# WORK TASK:
Return every record below exactly as written, but leave out the pictures.

#### SUPPLIED ENTRIES ####

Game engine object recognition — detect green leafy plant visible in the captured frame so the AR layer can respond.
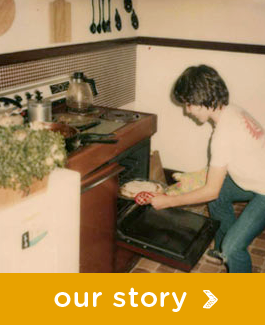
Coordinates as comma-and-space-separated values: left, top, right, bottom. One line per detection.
0, 125, 67, 192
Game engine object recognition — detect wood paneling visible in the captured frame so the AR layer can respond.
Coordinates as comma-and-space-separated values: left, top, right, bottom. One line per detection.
1, 37, 265, 67
137, 37, 265, 55
0, 38, 137, 66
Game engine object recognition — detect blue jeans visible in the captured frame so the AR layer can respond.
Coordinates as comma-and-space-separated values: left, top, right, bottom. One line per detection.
208, 175, 265, 273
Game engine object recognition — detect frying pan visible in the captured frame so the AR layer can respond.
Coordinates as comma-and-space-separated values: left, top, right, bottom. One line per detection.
40, 122, 118, 151
42, 122, 78, 138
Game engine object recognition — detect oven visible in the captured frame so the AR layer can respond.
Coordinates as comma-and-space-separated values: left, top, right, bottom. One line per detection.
112, 138, 220, 272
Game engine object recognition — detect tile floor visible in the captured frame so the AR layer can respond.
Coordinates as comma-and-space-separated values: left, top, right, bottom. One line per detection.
130, 202, 265, 273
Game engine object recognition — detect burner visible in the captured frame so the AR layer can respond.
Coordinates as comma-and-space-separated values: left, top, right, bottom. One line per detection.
101, 109, 141, 122
67, 105, 105, 117
53, 113, 101, 128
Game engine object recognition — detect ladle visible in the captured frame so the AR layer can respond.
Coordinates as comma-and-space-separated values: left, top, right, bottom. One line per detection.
124, 0, 132, 13
97, 0, 102, 33
106, 0, 111, 32
102, 0, 107, 32
89, 0, 97, 34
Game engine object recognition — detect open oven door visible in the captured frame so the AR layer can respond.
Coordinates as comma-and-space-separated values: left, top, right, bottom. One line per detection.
116, 203, 220, 272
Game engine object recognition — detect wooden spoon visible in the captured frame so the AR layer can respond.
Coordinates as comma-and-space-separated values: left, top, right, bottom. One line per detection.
0, 0, 15, 37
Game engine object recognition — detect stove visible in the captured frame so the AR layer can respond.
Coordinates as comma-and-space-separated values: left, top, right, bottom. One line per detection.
0, 75, 144, 149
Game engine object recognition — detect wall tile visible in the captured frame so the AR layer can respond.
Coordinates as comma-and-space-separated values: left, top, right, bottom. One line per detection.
0, 44, 136, 108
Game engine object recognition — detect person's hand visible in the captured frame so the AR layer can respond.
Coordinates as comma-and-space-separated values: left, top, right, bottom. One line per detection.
150, 193, 173, 210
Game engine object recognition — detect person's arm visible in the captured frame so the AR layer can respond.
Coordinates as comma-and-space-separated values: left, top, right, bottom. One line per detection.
150, 165, 227, 210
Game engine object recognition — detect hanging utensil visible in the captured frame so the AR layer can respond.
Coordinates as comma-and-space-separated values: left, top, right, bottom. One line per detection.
89, 0, 97, 33
115, 8, 122, 31
97, 0, 102, 33
106, 0, 111, 32
131, 9, 139, 29
101, 0, 107, 32
124, 0, 132, 13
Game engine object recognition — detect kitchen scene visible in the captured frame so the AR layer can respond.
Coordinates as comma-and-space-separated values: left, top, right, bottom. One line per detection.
1, 0, 265, 273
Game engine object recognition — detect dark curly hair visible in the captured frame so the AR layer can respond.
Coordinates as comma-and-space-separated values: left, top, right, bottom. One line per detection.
173, 65, 229, 109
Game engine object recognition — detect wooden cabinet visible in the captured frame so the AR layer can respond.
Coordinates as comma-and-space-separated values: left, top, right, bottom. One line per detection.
80, 163, 124, 273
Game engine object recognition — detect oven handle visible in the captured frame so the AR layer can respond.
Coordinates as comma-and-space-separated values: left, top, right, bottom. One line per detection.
81, 163, 124, 193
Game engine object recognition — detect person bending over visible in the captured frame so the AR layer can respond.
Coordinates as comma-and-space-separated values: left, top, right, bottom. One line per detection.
147, 64, 265, 273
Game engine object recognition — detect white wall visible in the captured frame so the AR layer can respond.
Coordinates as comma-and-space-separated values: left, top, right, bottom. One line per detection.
136, 0, 265, 44
135, 0, 265, 171
0, 0, 138, 54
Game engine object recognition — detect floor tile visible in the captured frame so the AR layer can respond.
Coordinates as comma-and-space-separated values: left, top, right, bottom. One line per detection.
136, 258, 160, 272
155, 265, 176, 273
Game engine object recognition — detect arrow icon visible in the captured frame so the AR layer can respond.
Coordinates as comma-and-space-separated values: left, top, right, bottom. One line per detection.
203, 290, 218, 309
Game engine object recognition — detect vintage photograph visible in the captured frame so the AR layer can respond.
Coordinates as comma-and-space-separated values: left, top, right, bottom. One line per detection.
1, 0, 265, 274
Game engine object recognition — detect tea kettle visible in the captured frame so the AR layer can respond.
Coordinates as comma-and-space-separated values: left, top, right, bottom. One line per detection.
66, 72, 98, 113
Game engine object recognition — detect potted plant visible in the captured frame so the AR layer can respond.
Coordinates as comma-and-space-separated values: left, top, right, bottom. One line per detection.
0, 124, 67, 206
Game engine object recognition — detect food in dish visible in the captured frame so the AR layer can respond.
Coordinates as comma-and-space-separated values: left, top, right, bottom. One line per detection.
53, 113, 99, 127
120, 180, 165, 199
54, 114, 84, 124
29, 121, 50, 130
0, 114, 23, 127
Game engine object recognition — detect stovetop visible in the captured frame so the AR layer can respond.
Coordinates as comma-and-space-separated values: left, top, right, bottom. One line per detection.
54, 103, 142, 136
52, 104, 147, 154
0, 75, 141, 125
0, 74, 145, 151
53, 106, 139, 134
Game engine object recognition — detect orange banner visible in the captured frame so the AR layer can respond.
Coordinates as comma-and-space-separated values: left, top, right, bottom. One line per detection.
0, 274, 263, 324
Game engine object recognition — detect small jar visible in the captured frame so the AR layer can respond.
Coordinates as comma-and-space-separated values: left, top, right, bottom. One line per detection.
27, 99, 52, 122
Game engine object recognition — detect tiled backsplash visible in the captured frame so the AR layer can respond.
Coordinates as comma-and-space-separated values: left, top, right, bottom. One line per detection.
0, 44, 136, 108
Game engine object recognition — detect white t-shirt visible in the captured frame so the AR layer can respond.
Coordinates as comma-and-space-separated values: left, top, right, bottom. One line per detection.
210, 104, 265, 195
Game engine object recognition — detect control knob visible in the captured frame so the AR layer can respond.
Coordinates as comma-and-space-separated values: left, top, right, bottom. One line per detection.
14, 95, 23, 103
25, 92, 33, 100
35, 90, 43, 101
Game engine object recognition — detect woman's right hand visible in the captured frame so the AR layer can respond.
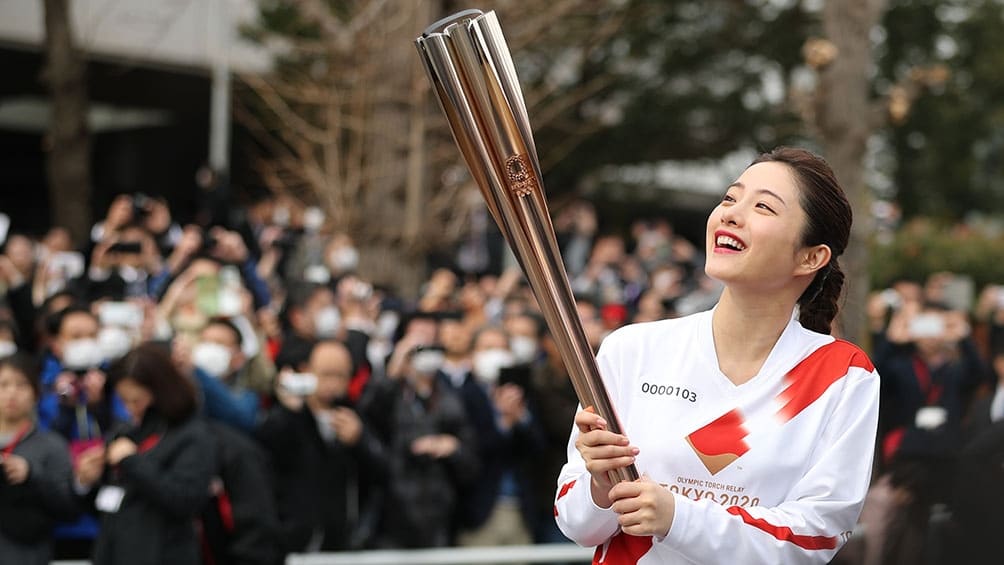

####

# ANSWER SPACE:
Game engine object recognition — detect green leafy plant visible in the captured frame so the AR layer can respond.
Coordinates as comma-and-space-separated values: left, top, right, bottom. One line per detection.
0, 125, 67, 192
Game engine object recognition — detect wood paneling visible in the captured frame so the AR layer can respond.
Coordinates as comma-and-space-separated values: left, top, right, bottom. One line per detection.
1, 37, 265, 67
137, 37, 265, 55
0, 38, 137, 66
Game engine object recognition — detect blue jeans visible in the captured frame so the AR layer can respond.
Coordinates as comma-and-space-separated values: left, top, right, bottom. One line per detection.
208, 175, 265, 273
Game engine object recognition — detect frying pan visible in the captured frame so the AR layer can respond.
Coordinates as comma-and-space-separated values: left, top, right, bottom. One line per detection.
40, 122, 118, 151
42, 122, 78, 138
Game engine object recognition — detect oven visible in the captured frame so the AR layer can respond.
Coordinates as comma-and-space-separated values: left, top, right, bottom. One line per detection.
112, 138, 220, 272
Game engine object recognition — detect tile floor visible in the captured frame so the AR layer can respond.
Coordinates as comma-and-space-separated values: left, top, right, bottom. One line per detection.
130, 202, 265, 273
Game engine object recognition — detect burner visible in the captured frame so the AR layer can respond.
Coordinates as comma-and-space-separated values: left, top, right, bottom. One line per detection.
101, 109, 141, 122
67, 105, 105, 117
53, 113, 101, 128
Game engine object recognition — detect ladle visible in the captured frame so the AR layer can respond.
Coordinates as comma-and-space-separated values: left, top, right, bottom. One line per detection.
124, 0, 132, 13
97, 0, 102, 33
106, 0, 111, 32
102, 0, 107, 32
89, 0, 97, 34
Game engine object recognition — detect open oven door visible in the captured frame so the AR layer can respond.
Coordinates as comma-and-space-separated values: left, top, right, bottom. One line per detection.
116, 203, 220, 272
Game engine object recognition — detect wooden spoon visible in the captured frame so the AR layer can respond.
Coordinates as comma-and-space-separated values: left, top, right, bottom. One line per detection.
0, 0, 15, 37
Game engine object recognition — detect stove visible in the captured frame so the AR layer can respond.
Coordinates as comma-and-space-separated values: left, top, right, bottom. One line per detection.
0, 75, 144, 149
Game engine object recognition — detect wall tile visible in the captured frame so the AR layer can respond.
Coordinates as comma-and-space-separated values: left, top, right, bottom. One line per detection.
0, 44, 136, 108
Game engine object recognition — detect person's hand visible in the captured frame so the AR layer can respond.
Coordinates as comma-and-space-separated values: left, top, right, bottom. One line per detection.
150, 193, 173, 210
Game engine object recognition — detect person's arm visible in the captured frame so the AR layer can respond.
Coordinates as comma-and-space-separated values: left, top, right, bottom. One line per detection.
150, 165, 227, 210
Game engine object recognition — detect hanging utensil visible in the captured frame so the AR layer can respond.
Coordinates as comma-and-space-separated values: left, top, right, bottom. One line per detection.
89, 0, 97, 33
115, 8, 122, 31
97, 0, 102, 33
106, 0, 111, 32
131, 9, 139, 29
101, 0, 107, 32
124, 0, 132, 13
Game engine object recognition — detect kitchen scene visible in the captured frame so the AR layer can respond.
Coordinates as comma-and-space-separated values: left, top, right, bottom. One line per detection.
1, 0, 265, 273
Game engine object recognition — detect dark curly hair visible in the captured frame so the AR layer can respond.
Coordinates as comma-and-space-separated values: left, top, right, bottom. One line per detection.
173, 65, 229, 109
Game engine object recognition — detect wooden cabinet visible in the captured frame so the AR layer can respond.
Coordinates as comma-and-space-separated values: left, top, right, bottom. One line per detection.
80, 163, 124, 273
Game engine object recognition — detect oven handle visible in the captured frame so the AR layer can respond.
Coordinates as comma-and-space-separated values: left, top, right, bottom. One line per detection.
81, 163, 124, 193
Game engine object recognition — detect person bending over visible in the captured frame so the AR layer can respond.
Coordinates as comma-and-space-separated values: left, top, right, bottom. One line per detection.
147, 64, 265, 273
Game engine object recognition — detect white wall visible in the captured frame so the AR layer can respond.
Coordinates as comma-and-space-separated values: left, top, right, bottom. One line per detection.
136, 0, 265, 44
135, 0, 265, 171
0, 0, 138, 54
Game engine object recognition — detect floor tile visible in the captured frame so the AR layer can respond.
Coordinates as comma-and-space-separated values: left, top, right, bottom. One line per detection.
136, 258, 160, 272
155, 265, 176, 273
Game engine object recognition — detect arrow icon visible in the captured frame so the AR layer can respond.
Coordinates as comma-and-space-separated values: left, top, right, bottom. One line per detection.
203, 290, 218, 309
Game engine object recognition — detect vintage photograph visible in the captured frame so the AR layer can respond.
Coordinates as comma-and-space-separated values: left, top, right, bottom. One line per detection.
1, 0, 265, 274
Game engine object recognition — detect tea kettle visible in the captured frame so the AR layer can respond.
Coordinates as comma-and-space-separated values: left, top, right, bottom. One line per detection.
66, 72, 98, 113
Game engine object recognition — detect potted plant visible in the captured frame so the AR layer can respond.
Coordinates as comma-and-space-separated values: left, top, right, bottom. One line per detection.
0, 124, 67, 206
Game engine object recognition — detect food in dish visible in the captured frame so the AR layer can respond.
Coordinates as comma-and-space-separated values: left, top, right, bottom. One line per detection.
53, 113, 99, 127
120, 180, 165, 199
54, 114, 84, 124
29, 121, 50, 130
0, 114, 23, 127
Game engine object recognition — detect stovetop visible in the captured frame so the AR layer can respond.
Coordinates as comma-and-space-separated values: left, top, right, bottom. One line per detection.
54, 103, 142, 136
52, 104, 147, 154
0, 75, 141, 125
0, 74, 145, 151
53, 106, 139, 134
Game engine object recognition — detect orange banner visible in the captured frame so the AR layer can respond.
Coordinates as comma-and-space-separated values: left, top, right, bottom. One line per detection.
0, 274, 263, 324
Game engine object recognition — detect small jar visible in the captured frame so the AR layer can respond.
Coordinates as comma-and-space-separated values: left, top, right, bottom. One line per detection.
27, 99, 52, 122
Game engine object recognition — detect tiled backsplash visible in the captured frame so the AR layer can respond.
Coordinates as comma-and-space-separated values: left, top, right, bottom. One line per detection.
0, 44, 136, 108
Game engine object recognition — detect white t-shirt visible in the captured frame so the AR layer can respond.
Coordinates as comma-and-space-separated values: left, top, right, bottom. One line per detection.
210, 104, 265, 195
Game engine object recognition — detect control knob visible in the captured frame so the AR layer can respond.
Coordinates as comma-and-space-separated values: left, top, right, bottom. One line per detection.
14, 95, 23, 103
25, 92, 33, 100
35, 90, 43, 101
Game engine object recognition — detect woman's right hand visible in the captured frame so the AR layer can respond.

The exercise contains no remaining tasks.